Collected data
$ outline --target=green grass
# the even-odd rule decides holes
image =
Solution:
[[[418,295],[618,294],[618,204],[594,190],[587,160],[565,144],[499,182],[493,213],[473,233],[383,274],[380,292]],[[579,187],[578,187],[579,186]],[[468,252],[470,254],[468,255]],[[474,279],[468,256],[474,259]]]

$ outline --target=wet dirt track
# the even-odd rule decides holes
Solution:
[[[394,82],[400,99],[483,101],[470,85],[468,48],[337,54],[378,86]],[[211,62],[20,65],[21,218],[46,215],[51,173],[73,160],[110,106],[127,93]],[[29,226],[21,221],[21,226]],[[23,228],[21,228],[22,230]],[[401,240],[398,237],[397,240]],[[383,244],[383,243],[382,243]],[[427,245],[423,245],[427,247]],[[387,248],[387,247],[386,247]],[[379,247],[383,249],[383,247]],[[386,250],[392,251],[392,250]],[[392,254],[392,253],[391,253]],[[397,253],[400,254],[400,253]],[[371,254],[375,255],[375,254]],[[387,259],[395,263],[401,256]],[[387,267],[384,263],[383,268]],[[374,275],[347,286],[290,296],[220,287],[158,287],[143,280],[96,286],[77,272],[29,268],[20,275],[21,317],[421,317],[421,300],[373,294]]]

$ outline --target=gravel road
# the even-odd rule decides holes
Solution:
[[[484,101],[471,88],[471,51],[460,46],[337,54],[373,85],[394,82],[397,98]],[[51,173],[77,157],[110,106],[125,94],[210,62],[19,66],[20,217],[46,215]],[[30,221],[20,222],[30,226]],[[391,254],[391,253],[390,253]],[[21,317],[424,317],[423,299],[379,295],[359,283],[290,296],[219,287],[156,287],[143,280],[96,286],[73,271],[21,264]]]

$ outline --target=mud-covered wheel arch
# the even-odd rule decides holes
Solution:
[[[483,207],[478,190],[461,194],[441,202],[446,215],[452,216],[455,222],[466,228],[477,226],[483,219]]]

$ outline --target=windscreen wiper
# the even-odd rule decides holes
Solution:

● Exercise brief
Return every line from the entries that holds the string "outline".

● Answer space
$ outline --target=green grass
$ outline --target=wet dirt track
$ outline --target=gravel road
$ outline --target=mud-covered wheel arch
$ outline --target=windscreen wiper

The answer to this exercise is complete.